À compléter
A: Indiquez si chacune des affirmations suivantes concorde avec l'extrait ci-dessous. Répondez par oui ou par non et citez mot pour mot les termes de l'extrait qui tranchent. (i) L'auteur se présente comme un sociologue fraîchement diplômé. (ii) La définition de la sociologie citée provient du site de l'Université de Montréal. (iii) Selon l'auteur, la sexualité dépend uniquement de questions physiologiques et psychologiques.
B: Recopiez mot pour mot le passage de l'extrait ci-dessous qui va de « Mais d’ailleurs, qu’est-ce » jusqu'à « sexualité ferait-elle exception ? ».

┌─ Extrait

Je sens d’ici que la question vous semble saugrenue : vous venez de vous connecter sur Nouveaux Plaisirs afin de glaner des informations sur un nouveau sextoy, des informations sur le libertinage ou simplement vous informer sur l’actualité du monde des sexualités, et je viens vous sauter à la gorge avec mes questions métaphysiques d’universitaire grincheux .

Mais que peuvent donc bien avoir en commun la sociologie et la sexualité ?

Rien de plus légitime que cette question. Lorsque vous vous retrouvez en plein ébat avec une (ou plusieurs !) personne, l’explication à cela est pour vous toute simple : parce qu’elle vous plaisait et que vous en aviez envie, que votre corps a activé certaines réactions physiologiques (érection, sécrétions de cyprine, gonflement des lèvres etc) et que le contexte s’y prêtait – on n’insistera jamais assez sur la question du consentement. Dès lors, rien d’étonnant que le sociologue fraîchement diplômé que je suis soit vu par vous-même comme un trouble fête vous empêchant de copuler en paix. Car si la sexualité dépend effectivement de questions physiologiques et psychologiques, elle est également traversée par des questions sociales et sociétales. Et c’est là que la sociologie entre en jeu.

Mais d’ailleurs, qu’est-ce que la sociologie ?

Selon le site de l’Université de Montréal, cette dernière est « l’étude des relations, actions et représentations sociales par lesquelles se constituent les sociétés. Elle vise à comprendre comment les sociétés fonctionnent et se transforment ». Et si vous avez acquis et intégré les codes élémentaires pour bien se comporter avec autrui (politesse, façon de vous habiller, codes propres à une profession etc), pourquoi la sexualité ferait-elle exception ?

Parce que cette dernière est un sujet bien trop intime et personnel pour que l’on s’y intéresse ? Intime et personnelle, la sexualité l’est assurément. Mais il y a bien d’autres aspects intimes et personnels de nos vies qui font pourtant l’objet d’études scientifiques : la musique (rien de plus subjectif et d’intime que sa réception lors d’une écoute), la mort (désolé de casser l’ambiance) ou encore la nourriture (mes papilles gustatives frétillent à l’évocation d’un bon St Emilion, ce qui n’est pas le cas de tout le monde). Mais d’ailleurs, qu’entend-on par « sexualité » ?

└─
┌─ Données enregistrées

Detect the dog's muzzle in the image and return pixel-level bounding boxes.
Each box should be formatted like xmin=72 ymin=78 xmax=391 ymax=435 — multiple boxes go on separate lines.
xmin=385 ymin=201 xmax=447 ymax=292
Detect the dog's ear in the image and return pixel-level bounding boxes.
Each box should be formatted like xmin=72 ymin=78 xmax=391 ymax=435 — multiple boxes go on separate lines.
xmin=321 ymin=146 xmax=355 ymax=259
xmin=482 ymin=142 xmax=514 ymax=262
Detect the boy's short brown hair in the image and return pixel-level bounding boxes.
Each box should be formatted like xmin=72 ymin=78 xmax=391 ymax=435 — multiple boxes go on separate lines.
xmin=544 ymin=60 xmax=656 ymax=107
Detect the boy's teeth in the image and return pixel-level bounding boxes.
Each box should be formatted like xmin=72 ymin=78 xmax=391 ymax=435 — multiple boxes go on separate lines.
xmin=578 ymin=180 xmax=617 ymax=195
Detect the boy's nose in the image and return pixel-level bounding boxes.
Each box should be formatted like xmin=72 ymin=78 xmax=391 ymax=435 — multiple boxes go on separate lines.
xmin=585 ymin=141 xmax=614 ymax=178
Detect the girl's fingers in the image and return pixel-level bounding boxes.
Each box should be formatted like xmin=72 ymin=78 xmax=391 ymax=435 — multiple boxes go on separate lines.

└─

En réponse
A:
(i) Oui : « le sociologue fraîchement diplômé que je suis ».
(ii) Oui : « Selon le site de l’Université de Montréal ».
(iii) Non : « elle est également traversée par des questions sociales et sociétales ».

B:
Mais d’ailleurs, qu’est-ce que la sociologie ?

Selon le site de l’Université de Montréal, cette dernière est « l’étude des relations, actions et représentations sociales par lesquelles se constituent les sociétés. Elle vise à comprendre comment les sociétés fonctionnent et se transforment ». Et si vous avez acquis et intégré les codes élémentaires pour bien se comporter avec autrui (politesse, façon de vous habiller, codes propres à une profession etc), pourquoi la sexualité ferait-elle exception ?